WORK REQUIRED:
List every line in the material below that contains the word "woman".

EXERCISE INPUT:
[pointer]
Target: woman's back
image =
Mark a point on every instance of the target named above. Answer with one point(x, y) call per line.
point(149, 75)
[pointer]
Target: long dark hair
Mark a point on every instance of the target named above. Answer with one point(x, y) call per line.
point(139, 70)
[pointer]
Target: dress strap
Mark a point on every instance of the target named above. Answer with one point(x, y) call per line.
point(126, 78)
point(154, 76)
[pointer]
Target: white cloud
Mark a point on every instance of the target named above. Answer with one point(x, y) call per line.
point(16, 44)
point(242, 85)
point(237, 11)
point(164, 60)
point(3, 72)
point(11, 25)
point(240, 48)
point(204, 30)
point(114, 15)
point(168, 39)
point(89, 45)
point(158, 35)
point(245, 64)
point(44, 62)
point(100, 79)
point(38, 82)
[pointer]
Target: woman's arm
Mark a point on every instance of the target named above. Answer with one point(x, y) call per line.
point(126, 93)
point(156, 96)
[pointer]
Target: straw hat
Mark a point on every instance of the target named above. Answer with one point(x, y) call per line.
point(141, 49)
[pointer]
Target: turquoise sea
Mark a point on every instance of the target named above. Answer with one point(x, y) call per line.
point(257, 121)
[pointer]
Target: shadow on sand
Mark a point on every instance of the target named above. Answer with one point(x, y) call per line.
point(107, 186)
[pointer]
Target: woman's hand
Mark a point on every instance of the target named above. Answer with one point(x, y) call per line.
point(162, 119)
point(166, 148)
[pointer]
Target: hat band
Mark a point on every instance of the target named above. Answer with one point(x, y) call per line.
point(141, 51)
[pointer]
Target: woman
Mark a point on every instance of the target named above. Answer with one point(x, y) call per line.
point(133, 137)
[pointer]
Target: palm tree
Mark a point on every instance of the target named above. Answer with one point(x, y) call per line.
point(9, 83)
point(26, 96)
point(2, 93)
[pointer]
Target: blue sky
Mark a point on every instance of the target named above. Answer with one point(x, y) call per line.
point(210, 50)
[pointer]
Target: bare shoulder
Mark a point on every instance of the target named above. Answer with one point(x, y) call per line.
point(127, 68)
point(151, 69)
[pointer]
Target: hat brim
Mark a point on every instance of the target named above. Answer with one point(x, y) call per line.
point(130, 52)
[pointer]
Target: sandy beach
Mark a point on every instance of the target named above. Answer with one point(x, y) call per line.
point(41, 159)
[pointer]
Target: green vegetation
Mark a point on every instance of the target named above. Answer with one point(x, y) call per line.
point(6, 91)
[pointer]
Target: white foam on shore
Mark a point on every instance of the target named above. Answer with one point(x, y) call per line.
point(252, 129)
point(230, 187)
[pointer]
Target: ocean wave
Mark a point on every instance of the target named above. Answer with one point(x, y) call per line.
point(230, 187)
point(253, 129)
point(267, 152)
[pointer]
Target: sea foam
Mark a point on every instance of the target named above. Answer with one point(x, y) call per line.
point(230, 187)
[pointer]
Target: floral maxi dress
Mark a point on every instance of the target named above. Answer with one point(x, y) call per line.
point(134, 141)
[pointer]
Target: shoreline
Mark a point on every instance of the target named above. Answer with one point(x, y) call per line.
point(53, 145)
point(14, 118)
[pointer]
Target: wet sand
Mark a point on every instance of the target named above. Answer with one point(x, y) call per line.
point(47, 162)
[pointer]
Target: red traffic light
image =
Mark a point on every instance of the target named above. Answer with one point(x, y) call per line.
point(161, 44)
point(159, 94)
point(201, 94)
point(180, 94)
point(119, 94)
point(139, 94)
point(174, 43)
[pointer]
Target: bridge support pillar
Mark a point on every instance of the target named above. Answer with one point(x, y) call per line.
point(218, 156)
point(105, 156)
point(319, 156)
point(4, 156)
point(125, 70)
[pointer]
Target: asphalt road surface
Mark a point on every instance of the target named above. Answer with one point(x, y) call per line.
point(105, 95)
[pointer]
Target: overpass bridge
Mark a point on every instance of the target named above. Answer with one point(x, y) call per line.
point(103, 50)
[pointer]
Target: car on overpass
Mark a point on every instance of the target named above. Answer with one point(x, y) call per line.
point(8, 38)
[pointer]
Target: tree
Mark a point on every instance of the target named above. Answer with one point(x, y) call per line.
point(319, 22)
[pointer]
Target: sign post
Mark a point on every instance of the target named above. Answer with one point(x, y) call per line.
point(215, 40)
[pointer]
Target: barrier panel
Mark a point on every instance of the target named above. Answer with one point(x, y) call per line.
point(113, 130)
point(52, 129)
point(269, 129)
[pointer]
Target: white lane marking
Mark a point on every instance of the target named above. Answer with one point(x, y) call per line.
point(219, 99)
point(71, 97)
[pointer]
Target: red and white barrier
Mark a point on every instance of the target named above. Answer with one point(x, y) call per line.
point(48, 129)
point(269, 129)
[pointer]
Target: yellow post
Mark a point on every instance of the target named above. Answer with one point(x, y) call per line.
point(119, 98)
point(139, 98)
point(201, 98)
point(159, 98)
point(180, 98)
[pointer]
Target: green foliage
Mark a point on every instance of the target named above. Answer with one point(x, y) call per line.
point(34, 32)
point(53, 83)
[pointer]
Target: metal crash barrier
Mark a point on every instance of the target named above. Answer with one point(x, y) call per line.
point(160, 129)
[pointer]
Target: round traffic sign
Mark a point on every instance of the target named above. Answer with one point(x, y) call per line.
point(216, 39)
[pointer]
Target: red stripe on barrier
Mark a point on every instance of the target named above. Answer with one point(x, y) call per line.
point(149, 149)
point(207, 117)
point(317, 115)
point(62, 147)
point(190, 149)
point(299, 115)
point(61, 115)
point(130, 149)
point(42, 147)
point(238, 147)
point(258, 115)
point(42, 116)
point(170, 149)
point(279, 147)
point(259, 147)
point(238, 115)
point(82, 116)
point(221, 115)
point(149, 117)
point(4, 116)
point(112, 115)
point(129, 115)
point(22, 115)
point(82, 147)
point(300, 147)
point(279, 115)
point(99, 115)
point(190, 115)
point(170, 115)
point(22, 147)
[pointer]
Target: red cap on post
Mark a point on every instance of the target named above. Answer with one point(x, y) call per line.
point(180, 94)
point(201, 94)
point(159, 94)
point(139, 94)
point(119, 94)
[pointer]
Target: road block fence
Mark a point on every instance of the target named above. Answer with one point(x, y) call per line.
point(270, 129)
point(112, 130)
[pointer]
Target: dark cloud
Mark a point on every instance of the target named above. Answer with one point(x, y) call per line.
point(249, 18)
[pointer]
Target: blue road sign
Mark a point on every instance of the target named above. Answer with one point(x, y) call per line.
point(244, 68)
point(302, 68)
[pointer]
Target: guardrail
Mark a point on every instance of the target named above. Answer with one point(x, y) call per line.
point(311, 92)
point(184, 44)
==
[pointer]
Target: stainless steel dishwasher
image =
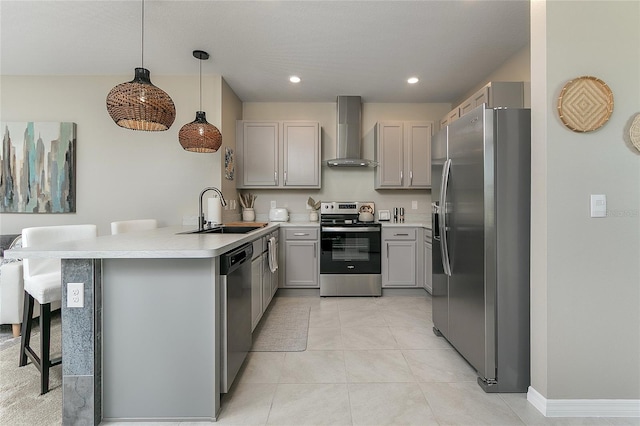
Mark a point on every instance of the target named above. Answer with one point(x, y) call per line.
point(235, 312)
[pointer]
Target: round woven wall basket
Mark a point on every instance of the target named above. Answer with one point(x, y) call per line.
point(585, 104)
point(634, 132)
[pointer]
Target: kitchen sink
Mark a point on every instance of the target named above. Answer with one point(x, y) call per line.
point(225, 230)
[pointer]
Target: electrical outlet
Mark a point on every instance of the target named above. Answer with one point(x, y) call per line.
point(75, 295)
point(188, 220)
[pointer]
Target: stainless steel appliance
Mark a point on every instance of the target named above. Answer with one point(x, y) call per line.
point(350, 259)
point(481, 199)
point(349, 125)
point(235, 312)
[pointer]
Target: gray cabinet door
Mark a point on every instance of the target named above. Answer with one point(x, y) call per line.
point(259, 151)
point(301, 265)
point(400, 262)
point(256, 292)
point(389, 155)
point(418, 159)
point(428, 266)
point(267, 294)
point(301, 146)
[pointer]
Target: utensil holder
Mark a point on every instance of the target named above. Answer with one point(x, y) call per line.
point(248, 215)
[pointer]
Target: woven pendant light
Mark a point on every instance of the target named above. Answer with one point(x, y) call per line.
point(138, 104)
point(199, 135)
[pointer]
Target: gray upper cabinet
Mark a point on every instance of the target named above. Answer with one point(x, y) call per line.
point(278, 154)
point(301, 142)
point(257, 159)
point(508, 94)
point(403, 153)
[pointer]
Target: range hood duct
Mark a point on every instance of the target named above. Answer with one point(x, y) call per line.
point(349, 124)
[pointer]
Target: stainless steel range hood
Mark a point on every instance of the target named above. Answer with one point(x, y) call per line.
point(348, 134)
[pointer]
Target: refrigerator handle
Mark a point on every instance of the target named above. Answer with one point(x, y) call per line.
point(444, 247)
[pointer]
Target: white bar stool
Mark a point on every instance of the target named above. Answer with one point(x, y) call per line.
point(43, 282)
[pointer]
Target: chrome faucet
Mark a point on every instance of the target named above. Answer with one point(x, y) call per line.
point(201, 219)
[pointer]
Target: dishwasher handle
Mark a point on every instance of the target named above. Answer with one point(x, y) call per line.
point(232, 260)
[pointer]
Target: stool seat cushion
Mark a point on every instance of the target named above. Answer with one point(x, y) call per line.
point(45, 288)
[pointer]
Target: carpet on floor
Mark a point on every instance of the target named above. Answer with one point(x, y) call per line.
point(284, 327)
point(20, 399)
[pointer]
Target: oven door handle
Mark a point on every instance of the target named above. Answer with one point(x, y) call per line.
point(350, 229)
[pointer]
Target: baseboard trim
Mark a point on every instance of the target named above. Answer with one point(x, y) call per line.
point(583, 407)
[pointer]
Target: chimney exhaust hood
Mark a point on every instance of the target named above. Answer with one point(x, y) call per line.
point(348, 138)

COMPLETE ANSWER:
Target: woman's back
Target: woman's arm
Target: woman's hand
Target: woman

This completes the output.